### Try it
From the entries below, say how many lines carry the word "written", and give nothing but the number.

### Provided material
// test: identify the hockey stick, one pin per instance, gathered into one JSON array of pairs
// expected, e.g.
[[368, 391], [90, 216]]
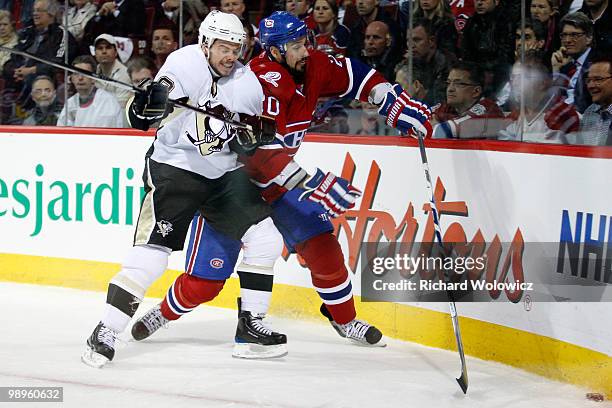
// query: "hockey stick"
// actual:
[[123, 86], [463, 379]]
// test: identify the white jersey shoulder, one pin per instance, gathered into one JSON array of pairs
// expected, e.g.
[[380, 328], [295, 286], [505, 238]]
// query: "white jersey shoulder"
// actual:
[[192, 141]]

==

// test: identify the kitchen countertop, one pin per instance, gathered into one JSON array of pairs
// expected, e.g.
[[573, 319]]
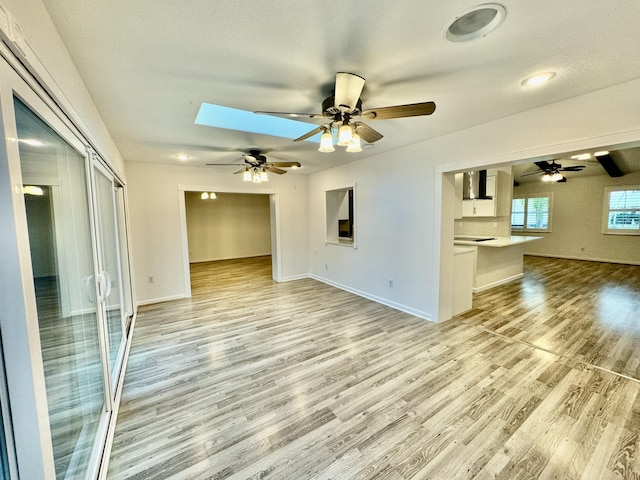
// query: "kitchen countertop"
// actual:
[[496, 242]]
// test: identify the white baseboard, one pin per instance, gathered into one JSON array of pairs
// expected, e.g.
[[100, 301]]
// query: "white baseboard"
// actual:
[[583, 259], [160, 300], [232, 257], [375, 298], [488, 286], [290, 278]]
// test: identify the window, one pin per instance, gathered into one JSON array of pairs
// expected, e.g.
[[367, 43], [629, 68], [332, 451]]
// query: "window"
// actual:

--

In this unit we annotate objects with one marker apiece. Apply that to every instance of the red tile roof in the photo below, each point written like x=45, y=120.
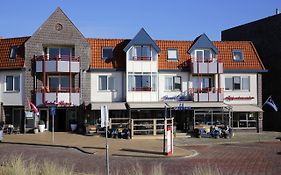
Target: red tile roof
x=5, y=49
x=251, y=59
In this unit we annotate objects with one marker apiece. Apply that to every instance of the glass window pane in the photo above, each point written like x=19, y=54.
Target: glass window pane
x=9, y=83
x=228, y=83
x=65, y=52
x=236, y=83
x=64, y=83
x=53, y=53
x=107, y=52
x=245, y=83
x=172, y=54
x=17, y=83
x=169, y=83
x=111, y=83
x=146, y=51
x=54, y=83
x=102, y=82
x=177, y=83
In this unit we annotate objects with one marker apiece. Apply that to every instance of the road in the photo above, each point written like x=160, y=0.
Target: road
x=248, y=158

### Exercise output
3